Aşağıdaki Banvit–Beşiktaş maç yorumunu, son cümlesinden sonra gelecek kısmı yazarak sürdürür müsün?

Okunacak metin >>
----------------------------------------
‘’Son sözü Banvit söyledi‘’
İki takımın da birbirini kontrol ettiği, fazlasıyla önlem aldığı, çok zevkli olmayan ama çekişmeli bir maç izledik. Banvit, Beşiktaş’a bu yıl belki de en kötü hücum performansını sergiletti. Kendi de ilk 3 periyot yüzde 30’larda şut atmasına rağmen, oyunda kalmanın meyvesini son çeyrekte topladı. Akıllı oynadılar, Beşiktaş’ın en önemli hücum opsiyonu Stimaç’a giden pas yollarını kapadılar. İki takım da birbirini dışarı itti, son çeyrekte Chapel, Tolga, Orelik ve Theodore ile üçlükleri sokan Bandırma ekibi, sonuca gitmeyi başardı.
----------------------------------------
(Kayıtlı satırlar)
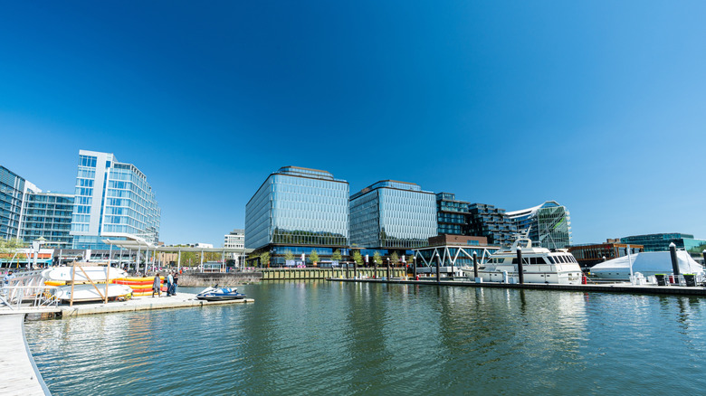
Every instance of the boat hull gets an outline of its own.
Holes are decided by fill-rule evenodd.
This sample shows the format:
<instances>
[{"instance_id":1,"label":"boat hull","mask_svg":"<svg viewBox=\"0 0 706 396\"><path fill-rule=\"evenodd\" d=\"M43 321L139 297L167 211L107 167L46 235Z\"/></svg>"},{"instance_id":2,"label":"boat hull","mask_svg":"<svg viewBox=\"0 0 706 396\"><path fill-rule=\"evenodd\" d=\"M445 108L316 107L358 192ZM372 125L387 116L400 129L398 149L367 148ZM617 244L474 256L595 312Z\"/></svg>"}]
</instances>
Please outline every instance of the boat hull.
<instances>
[{"instance_id":1,"label":"boat hull","mask_svg":"<svg viewBox=\"0 0 706 396\"><path fill-rule=\"evenodd\" d=\"M96 290L98 288L98 290ZM100 293L99 293L100 290ZM84 302L84 301L101 301L104 298L106 287L105 284L96 285L74 285L73 286L73 301ZM108 298L114 299L117 297L124 297L132 293L132 288L126 285L115 285L108 284ZM72 299L72 287L62 286L53 289L52 294L55 298L62 301L69 301ZM101 296L103 295L103 296Z\"/></svg>"}]
</instances>

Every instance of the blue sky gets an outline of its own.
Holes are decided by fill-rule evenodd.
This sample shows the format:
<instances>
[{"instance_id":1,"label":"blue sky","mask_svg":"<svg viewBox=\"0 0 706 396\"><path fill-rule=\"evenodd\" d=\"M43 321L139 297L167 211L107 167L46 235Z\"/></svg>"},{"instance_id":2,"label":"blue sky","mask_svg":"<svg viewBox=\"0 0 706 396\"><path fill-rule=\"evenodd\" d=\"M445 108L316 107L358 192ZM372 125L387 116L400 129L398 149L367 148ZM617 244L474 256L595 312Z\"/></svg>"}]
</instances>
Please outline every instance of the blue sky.
<instances>
[{"instance_id":1,"label":"blue sky","mask_svg":"<svg viewBox=\"0 0 706 396\"><path fill-rule=\"evenodd\" d=\"M9 2L0 165L71 192L135 164L160 239L208 242L284 165L508 211L575 243L706 239L706 3Z\"/></svg>"}]
</instances>

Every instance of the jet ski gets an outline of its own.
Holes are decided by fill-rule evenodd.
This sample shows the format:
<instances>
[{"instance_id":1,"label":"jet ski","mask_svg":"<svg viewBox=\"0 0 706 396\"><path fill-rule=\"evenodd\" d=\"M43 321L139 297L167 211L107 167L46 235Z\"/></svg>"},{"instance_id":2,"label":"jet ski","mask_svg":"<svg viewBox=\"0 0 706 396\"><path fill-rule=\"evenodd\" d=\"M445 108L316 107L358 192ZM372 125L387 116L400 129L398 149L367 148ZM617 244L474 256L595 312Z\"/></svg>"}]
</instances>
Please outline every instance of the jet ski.
<instances>
[{"instance_id":1,"label":"jet ski","mask_svg":"<svg viewBox=\"0 0 706 396\"><path fill-rule=\"evenodd\" d=\"M239 300L245 298L243 293L238 293L237 289L230 288L219 288L218 285L213 288L206 288L201 293L196 295L196 298L205 301L225 301Z\"/></svg>"}]
</instances>

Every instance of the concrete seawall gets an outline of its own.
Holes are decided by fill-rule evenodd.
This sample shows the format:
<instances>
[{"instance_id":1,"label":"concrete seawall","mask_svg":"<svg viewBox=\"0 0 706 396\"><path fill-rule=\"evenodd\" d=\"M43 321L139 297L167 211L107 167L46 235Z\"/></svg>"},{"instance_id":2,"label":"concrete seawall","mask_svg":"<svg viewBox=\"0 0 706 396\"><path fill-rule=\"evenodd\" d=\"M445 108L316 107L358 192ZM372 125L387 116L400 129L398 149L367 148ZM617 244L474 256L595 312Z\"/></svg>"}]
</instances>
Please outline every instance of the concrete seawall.
<instances>
[{"instance_id":1,"label":"concrete seawall","mask_svg":"<svg viewBox=\"0 0 706 396\"><path fill-rule=\"evenodd\" d=\"M220 286L238 286L259 282L262 279L262 272L186 272L179 275L179 286L199 288L207 288L215 284Z\"/></svg>"}]
</instances>

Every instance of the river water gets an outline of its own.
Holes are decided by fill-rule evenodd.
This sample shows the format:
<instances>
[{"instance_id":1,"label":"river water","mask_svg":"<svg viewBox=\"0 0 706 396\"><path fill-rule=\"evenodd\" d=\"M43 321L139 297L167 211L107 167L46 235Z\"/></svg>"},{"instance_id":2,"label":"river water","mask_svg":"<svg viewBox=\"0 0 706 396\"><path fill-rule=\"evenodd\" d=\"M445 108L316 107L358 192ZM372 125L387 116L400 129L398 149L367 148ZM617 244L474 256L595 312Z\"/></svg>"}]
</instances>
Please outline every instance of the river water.
<instances>
[{"instance_id":1,"label":"river water","mask_svg":"<svg viewBox=\"0 0 706 396\"><path fill-rule=\"evenodd\" d=\"M239 291L255 303L27 322L26 336L54 395L706 389L703 298L325 281Z\"/></svg>"}]
</instances>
----------------------------------------
Görev çıktısı >>
Siyah-Beyazlılar, Stimaç’ı kullanamasa da, Roll ve Clark’la skoru hep önde götürdü. Ama oyunu koparacak farka bir türlü ulaşamadı. Match-up alan savunması uzun süre başarılı oldu. Theodore’u, Kenan’la etkisiz hale getirmeyi planlamışlardı, nispeten de başarılı oldular. Ama Banvit’i oyundan düşüremeyince, kendileri düştü. 3. periyodun sonlarına doğru, skor 48-42 Siyah-Beyazlı ekibin lehineydi, 5 dakikada 13-2’lik seriyle Banvit 57-50 öne geçti, bir daha da rakibine yakalanmadı.
Sürpriz sayılmaz
Bandırma ekibi de kusursuza yakın savunma yaptı. Önce Beşiktaş’ı durdurdu, sonunda da ölümcül darbeyi vurdu. İlk üç çeyrek 4 sayıda kalan Orelik, son bölümde 8 sayıyla sahanın yıldızı Theodore’a fazlasıyla yardımcı olurken, genç Tolga Geçim de sahanın her iki yönünde de takıma büyük katkı verdi.
İlk üç maç sonunda Fenerbahçe’den sonra, Beşiktaş da İstanbul’a dönüyor. Ama bu kupanın bir tane favorisi yok. Kim kazanırsa kazansın, bence sürpriz sayılmayacak.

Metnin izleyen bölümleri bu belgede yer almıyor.